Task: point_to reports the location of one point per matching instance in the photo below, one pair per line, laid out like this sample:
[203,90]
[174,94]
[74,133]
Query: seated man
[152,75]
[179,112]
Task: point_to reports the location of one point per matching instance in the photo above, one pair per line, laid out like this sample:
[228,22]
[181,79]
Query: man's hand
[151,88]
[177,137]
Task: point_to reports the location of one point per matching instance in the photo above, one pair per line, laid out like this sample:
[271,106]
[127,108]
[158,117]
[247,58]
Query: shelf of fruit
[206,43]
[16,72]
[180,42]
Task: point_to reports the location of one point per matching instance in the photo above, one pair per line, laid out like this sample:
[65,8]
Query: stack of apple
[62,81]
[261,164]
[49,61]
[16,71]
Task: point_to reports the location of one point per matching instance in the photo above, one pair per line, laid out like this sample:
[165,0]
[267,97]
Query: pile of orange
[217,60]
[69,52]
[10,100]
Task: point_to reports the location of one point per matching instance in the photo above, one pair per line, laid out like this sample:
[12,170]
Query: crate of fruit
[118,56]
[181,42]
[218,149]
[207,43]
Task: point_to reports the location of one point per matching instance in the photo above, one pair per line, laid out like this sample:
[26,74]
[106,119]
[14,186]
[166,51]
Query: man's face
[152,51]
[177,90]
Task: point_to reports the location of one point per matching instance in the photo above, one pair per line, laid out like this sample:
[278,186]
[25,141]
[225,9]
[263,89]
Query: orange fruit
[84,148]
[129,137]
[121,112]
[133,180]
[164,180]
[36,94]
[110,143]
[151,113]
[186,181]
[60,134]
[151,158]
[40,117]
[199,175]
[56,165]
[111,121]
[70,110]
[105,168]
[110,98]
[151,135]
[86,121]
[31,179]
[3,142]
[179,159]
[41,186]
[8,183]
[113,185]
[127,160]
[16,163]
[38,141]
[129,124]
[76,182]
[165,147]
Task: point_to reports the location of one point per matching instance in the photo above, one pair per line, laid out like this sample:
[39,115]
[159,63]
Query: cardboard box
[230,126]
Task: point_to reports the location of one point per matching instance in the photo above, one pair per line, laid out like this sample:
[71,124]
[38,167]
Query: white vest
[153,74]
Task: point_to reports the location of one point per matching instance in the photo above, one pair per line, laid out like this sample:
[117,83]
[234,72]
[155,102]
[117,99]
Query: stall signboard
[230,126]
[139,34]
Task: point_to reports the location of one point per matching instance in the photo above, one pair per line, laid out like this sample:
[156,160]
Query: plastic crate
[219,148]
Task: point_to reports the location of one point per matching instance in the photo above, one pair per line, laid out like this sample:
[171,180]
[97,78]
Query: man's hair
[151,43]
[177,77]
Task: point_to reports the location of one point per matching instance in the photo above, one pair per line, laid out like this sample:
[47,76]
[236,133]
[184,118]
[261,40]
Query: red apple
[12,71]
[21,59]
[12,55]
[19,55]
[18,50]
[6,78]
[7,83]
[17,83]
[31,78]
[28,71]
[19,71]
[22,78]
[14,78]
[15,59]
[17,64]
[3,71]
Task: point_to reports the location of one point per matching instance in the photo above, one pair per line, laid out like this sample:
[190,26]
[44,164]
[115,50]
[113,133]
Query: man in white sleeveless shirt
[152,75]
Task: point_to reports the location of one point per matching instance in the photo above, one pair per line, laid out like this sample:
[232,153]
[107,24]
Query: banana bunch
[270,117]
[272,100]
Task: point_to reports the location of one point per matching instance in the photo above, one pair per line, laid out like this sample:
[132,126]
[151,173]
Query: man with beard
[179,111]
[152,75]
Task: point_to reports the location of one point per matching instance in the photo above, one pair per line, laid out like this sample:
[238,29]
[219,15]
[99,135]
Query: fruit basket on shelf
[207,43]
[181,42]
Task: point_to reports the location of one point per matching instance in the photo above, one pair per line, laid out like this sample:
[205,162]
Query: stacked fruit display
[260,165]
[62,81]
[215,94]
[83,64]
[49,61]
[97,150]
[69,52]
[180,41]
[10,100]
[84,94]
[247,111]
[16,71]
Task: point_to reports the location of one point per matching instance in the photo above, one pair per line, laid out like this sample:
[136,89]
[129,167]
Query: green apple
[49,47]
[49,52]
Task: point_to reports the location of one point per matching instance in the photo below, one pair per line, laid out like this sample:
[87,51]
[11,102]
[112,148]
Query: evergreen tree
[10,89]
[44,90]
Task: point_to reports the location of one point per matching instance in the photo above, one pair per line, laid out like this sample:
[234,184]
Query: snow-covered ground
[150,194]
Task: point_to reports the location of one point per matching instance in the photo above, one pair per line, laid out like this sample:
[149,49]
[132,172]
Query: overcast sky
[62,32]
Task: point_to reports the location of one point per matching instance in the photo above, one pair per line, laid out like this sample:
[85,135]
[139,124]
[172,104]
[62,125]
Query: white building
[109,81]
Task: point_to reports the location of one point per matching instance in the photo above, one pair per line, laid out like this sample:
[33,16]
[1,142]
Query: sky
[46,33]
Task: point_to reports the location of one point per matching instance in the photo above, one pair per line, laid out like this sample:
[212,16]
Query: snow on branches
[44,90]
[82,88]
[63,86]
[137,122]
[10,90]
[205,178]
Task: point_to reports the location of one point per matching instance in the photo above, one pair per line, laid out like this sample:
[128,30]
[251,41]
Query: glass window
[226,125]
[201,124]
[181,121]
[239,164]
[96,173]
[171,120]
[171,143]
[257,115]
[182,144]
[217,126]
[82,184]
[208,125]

================================

* [Problem to solve]
Give back the full listing above, exactly as it reads.

* [Task answer]
Task: point_to reports the location of one point per matching instance in the photo below, one pair per line, laid out like this sample:
[203,90]
[174,94]
[74,133]
Query: seated man
[152,75]
[179,112]
Task: point_to reports the location of one point per matching instance in the photo above, one pair per line, laid out like this sample:
[228,22]
[181,79]
Query: man's hand
[151,88]
[177,137]
Task: point_to reports the location of one point per matching instance in the photo above, one pair per line, laid out like this sample:
[271,106]
[127,108]
[158,117]
[247,58]
Query: shelf of fruit
[206,43]
[16,72]
[180,42]
Task: point_to reports the location of one point per matching instance in the photo above, one pair per line, laid out like this sample:
[65,8]
Query: stack of apple
[62,81]
[261,164]
[49,61]
[16,71]
Task: point_to reports the location of one point per matching instance in the photo above, one pair per line, laid out like this sample:
[165,0]
[267,97]
Query: pile of orange
[217,60]
[69,52]
[10,100]
Task: point_to reports the location of one point per matching instance in the photo above, one pair per line, laid out like this sample:
[12,170]
Query: crate of fruit
[118,56]
[181,42]
[218,149]
[207,43]
Task: point_to reports the location of one point per matching instance in the photo above, one pair per line, laid out like this sample:
[26,74]
[106,119]
[14,186]
[166,51]
Query: man's face
[152,51]
[177,90]
Task: point_to reports the location of one point per matching instance in the photo above, one pair per line, laid out like this sample:
[278,186]
[25,141]
[225,9]
[263,89]
Query: orange fruit
[84,148]
[129,137]
[121,112]
[133,180]
[164,180]
[36,94]
[110,143]
[151,113]
[186,181]
[60,134]
[151,158]
[40,117]
[199,175]
[56,165]
[111,121]
[70,110]
[105,168]
[110,98]
[151,135]
[86,121]
[31,179]
[3,142]
[179,159]
[41,186]
[8,183]
[113,185]
[127,160]
[16,163]
[38,141]
[129,124]
[76,182]
[165,147]
Task: point_to reports the location of one point per matching instance in the photo above, one pair per line, laid out like this sample:
[39,115]
[159,63]
Query: cardboard box
[230,126]
Task: point_to reports the location of one point per matching instance in the photo above, one pair per line, laid out like this sample:
[71,124]
[38,167]
Query: white vest
[153,74]
Task: point_to reports the location of one point per matching instance in the photo above, one pair per line, laid out like this sample:
[117,83]
[234,72]
[155,102]
[117,99]
Query: stall signboard
[230,126]
[139,34]
Task: point_to reports the location of one point per matching instance in the photo above, one pair per line, laid out like this sample:
[156,160]
Query: plastic crate
[219,148]
Task: point_to reports the location of one point per matching instance in the photo above, one pair per line, laid out like this sample:
[171,180]
[97,78]
Query: man's hair
[151,43]
[177,77]
Task: point_to reports the location of one point per matching instance in the photo above, one pair per line, laid out like this sample:
[47,76]
[236,133]
[184,118]
[261,40]
Query: red apple
[12,71]
[21,59]
[12,55]
[19,55]
[18,50]
[6,78]
[7,83]
[17,83]
[31,78]
[28,71]
[19,71]
[22,78]
[14,78]
[15,59]
[17,64]
[3,71]
Task: point_to reports the location of one point per matching instance in the photo above, one pair per line, laid out like this sample:
[190,26]
[44,164]
[115,50]
[113,133]
Query: man in white sleeveless shirt
[152,75]
Task: point_to reports the location of one point per matching instance in the photo above, one pair per line, laid out like this sample:
[232,153]
[107,24]
Query: banana bunch
[270,117]
[272,100]
Task: point_to reports the location of one point per matching instance in the photo above, one pair per line, laid out like this sample:
[132,126]
[151,173]
Query: man with beard
[179,111]
[152,75]
Task: point_to reports the location of one point per matching instance in the photo above, one pair per line, laid out like this sample:
[238,29]
[219,15]
[99,135]
Query: fruit basket on shelf
[207,43]
[181,42]
Task: point_to reports the location of one point per matching instance in the photo above, one pair per line, laid out like this sample:
[205,162]
Query: stacked fruit display
[260,165]
[62,81]
[215,94]
[83,64]
[49,61]
[97,150]
[69,52]
[180,41]
[10,100]
[84,94]
[247,111]
[16,71]
Task: point_to reports the location of one point per matching instance in the photo above, one pair per line, laid out like this sample:
[136,89]
[129,167]
Query: green apple
[49,47]
[49,52]
Task: point_to reports the location of one point per matching instance in the photo below, one pair per line, laid out like this sample:
[87,51]
[11,102]
[112,148]
Query: evergreen tree
[10,89]
[44,90]
Task: point_to reports the location of one point per matching instance in the photo above, one pair per line, laid out like this sample:
[234,184]
Query: snow-covered ground
[150,194]
Task: point_to reports the location of one point per matching instance in the photo above, one pair per line, laid out like this sample:
[149,49]
[132,172]
Query: overcast sky
[62,32]
Task: point_to reports the location of one point per matching instance in the photo above, one pair per line, laid out like this sample:
[85,135]
[139,124]
[172,104]
[62,125]
Query: white building
[109,81]
Task: point_to reports the location of one point per matching instance in the photo above, one pair per line, laid out like this sample:
[33,16]
[1,142]
Query: sky
[46,33]
Task: point_to reports the location of one point per matching instance in the photo above, one pair per line, laid out like this sample:
[212,16]
Query: snow on branches
[44,90]
[82,88]
[63,86]
[137,122]
[10,90]
[205,178]
Task: point_to reports the location of one point per matching instance in the photo above, one pair per line, laid out like this sample:
[128,30]
[251,41]
Query: glass window
[226,125]
[201,124]
[181,121]
[239,164]
[96,173]
[171,120]
[171,143]
[257,115]
[182,144]
[217,126]
[82,184]
[208,125]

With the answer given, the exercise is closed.